§ **DOCUMENT EXCERPT**
______
Connecticut Superior Court, Judicial District of Ansonia-Milford at Milford
Mar 27, 2000
2000 Ct. Sup. 3792 (Conn. Super. Ct. 2000)

Opinion

No. CV99 06 77 97

March 27, 2000


MEMORANDUM OF DECISION


This is an action to replevy a 1964 Caterpillar bulldozer and other personal property of plaintiff in defendant's possession, to which defendant asserted defenses of set-off and accord and satisfaction and counterclaimed for money due him from plaintiff. At a prior hearing, the prejudgement remedy of replevin was denied, and the complaint and counterclaim were tried to the court.

At trial, plaintiff testified that he hired defendant to assist him in building a restaurant and store on his property in Branford, to be paid $100.00 cash per day. He further testified that defendant began work with him in May of 1998 and left the job on September 22, 1998. He testified that he paid plaintiff in cash weekly for the days he worked the prior week plus reimbursement for supplies and/or expenses. With respect to the bulldozer, plaintiff testified that he and defendant had both a friendship and a working relationship, and that he had loaned the defendant the bulldozer to use on defendant's farm in August of 1998, but that he was not allowed to retrieve it when he went to pick it up in June of 1999. He valued the bulldozer at $5000.

Defendant testified that the terms of their oral agreement were that plaintiff was to pay him $20.00 per hour for time spent on the construction job, payable $100.00 cash per day during the construction period, with the balance to be paid after the business opened. He further claimed that the bulldozer was lent to him as collateral against the unpaid balance due for his services. Defendant offered his records to show the hours he worked and amounts he was paid, claiming a balance due of $11,140.00, for which he was willing to keep the bulldozer as an accord and satisfaction.
______
§ **Source records**
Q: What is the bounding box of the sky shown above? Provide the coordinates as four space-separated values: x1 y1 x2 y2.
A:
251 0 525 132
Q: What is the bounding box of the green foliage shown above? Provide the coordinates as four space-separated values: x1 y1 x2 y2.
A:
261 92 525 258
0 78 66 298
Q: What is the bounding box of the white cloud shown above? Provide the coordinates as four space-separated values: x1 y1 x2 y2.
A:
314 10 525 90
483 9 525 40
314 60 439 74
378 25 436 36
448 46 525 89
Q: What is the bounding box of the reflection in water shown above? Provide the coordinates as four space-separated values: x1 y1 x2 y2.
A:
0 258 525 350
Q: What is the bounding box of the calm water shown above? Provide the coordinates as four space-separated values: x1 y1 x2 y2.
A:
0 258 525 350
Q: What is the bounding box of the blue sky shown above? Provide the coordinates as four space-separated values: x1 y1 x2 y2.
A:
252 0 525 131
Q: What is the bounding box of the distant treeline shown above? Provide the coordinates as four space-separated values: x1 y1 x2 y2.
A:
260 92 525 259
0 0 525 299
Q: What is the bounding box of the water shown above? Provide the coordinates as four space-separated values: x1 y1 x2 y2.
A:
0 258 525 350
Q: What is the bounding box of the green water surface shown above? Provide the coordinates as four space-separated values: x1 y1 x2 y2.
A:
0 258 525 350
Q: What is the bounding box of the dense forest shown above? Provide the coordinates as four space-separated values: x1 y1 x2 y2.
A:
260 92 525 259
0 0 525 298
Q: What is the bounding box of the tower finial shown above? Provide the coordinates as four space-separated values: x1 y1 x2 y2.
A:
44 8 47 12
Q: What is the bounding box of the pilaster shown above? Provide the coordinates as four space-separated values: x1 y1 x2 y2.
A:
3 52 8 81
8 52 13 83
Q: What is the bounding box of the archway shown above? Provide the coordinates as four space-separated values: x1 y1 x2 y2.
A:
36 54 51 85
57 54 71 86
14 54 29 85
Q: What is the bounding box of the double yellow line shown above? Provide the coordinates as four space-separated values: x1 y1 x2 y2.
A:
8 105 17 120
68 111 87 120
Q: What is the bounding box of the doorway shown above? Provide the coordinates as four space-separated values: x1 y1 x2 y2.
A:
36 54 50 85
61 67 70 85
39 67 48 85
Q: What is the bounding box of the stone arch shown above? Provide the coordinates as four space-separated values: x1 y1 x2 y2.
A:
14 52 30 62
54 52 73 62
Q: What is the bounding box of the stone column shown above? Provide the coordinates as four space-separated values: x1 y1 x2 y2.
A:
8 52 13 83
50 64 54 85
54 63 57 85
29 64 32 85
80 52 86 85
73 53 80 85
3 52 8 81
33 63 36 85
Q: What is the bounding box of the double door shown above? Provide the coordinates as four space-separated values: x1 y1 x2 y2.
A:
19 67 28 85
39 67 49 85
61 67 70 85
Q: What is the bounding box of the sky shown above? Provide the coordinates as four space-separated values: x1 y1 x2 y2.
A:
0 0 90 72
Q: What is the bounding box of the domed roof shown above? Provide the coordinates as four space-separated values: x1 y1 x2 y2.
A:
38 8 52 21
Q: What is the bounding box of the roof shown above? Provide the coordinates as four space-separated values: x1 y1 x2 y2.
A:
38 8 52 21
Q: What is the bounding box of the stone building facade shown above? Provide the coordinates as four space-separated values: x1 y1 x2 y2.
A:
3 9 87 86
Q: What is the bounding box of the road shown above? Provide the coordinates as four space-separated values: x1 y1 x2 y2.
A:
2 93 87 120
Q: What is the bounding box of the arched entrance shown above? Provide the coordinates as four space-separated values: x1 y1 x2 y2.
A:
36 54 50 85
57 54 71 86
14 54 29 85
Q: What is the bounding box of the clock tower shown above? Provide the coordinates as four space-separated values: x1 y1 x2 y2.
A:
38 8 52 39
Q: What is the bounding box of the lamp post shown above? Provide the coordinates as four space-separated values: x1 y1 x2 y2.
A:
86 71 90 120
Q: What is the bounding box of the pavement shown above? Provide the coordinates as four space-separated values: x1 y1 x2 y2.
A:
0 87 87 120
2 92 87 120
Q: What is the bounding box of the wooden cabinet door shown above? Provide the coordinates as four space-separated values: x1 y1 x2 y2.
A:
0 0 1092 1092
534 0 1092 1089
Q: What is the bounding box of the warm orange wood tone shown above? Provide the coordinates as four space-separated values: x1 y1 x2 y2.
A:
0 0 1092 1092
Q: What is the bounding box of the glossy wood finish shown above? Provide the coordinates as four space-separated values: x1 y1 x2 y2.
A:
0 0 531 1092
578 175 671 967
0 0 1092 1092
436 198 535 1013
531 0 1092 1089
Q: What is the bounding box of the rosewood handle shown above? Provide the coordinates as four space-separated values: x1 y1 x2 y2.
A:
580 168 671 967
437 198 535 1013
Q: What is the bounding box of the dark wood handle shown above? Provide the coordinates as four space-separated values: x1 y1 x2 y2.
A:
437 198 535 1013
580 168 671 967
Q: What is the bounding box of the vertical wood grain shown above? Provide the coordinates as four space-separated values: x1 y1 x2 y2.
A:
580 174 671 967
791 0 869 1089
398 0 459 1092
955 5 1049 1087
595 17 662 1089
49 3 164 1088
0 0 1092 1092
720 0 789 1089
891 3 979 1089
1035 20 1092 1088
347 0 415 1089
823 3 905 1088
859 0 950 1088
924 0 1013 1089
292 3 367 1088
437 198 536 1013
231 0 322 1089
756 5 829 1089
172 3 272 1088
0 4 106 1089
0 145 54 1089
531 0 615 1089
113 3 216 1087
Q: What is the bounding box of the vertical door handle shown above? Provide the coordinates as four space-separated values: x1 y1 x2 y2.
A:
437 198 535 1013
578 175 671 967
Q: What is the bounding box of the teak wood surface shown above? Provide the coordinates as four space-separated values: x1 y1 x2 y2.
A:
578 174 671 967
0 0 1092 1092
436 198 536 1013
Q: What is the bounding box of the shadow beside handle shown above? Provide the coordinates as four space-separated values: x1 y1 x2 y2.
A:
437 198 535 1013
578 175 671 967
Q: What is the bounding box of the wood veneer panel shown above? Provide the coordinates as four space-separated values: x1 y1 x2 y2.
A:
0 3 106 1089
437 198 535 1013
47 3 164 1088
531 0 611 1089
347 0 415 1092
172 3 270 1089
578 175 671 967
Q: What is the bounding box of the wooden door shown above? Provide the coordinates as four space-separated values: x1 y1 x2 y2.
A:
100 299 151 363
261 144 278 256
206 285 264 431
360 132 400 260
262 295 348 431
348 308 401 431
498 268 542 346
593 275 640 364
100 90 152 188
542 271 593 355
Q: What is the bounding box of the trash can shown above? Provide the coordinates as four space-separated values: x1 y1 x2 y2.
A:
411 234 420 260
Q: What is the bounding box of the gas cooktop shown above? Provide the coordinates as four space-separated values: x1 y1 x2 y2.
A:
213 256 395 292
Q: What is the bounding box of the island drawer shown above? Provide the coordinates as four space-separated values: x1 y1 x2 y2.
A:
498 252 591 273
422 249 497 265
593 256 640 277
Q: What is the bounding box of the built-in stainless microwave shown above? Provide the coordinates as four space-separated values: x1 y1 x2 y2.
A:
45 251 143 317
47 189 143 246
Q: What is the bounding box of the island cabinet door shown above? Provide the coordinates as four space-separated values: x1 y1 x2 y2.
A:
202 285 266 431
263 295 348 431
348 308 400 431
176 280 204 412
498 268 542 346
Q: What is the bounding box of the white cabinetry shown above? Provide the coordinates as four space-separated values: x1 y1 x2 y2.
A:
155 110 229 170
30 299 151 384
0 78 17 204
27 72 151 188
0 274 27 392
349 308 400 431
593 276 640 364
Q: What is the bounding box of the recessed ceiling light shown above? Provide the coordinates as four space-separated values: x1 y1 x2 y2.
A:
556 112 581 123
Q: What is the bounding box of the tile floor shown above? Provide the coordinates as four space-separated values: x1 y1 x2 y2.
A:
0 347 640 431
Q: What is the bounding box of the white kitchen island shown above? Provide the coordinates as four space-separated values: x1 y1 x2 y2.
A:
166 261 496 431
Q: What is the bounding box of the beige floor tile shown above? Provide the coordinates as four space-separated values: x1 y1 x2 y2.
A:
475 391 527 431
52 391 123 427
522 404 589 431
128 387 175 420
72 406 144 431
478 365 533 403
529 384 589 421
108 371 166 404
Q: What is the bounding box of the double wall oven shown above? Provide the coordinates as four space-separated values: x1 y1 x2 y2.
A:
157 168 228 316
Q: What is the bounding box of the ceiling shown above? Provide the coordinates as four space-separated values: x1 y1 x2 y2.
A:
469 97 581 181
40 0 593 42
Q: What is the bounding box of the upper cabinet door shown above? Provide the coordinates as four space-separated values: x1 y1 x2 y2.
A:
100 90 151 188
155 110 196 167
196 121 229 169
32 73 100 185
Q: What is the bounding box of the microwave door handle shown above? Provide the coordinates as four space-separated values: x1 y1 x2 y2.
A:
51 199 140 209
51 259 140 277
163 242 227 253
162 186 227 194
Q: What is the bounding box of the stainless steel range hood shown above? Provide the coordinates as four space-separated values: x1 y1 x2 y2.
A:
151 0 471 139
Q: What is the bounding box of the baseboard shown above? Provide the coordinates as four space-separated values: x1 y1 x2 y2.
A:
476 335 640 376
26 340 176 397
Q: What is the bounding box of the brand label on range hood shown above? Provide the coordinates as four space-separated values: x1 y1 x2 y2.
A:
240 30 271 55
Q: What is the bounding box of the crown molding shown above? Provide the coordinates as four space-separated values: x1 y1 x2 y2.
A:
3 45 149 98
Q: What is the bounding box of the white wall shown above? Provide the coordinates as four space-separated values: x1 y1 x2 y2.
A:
______
Rewrite the court decision from the words "Defendant testified that" through "accord and satisfaction.", changing "collateral" to "security".

§ **RESULT OF THE TASK**
Defendant testified that the terms of their oral agreement were that plaintiff was to pay him $20.00 per hour for time spent on the construction job, payable $100.00 cash per day during the construction period, with the balance to be paid after the business opened. He further claimed that the bulldozer was lent to him as security against the unpaid balance due for his services. Defendant offered his records to show the hours he worked and amounts he was paid, claiming a balance due of $11,140.00, for which he was willing to keep the bulldozer as an accord and satisfaction.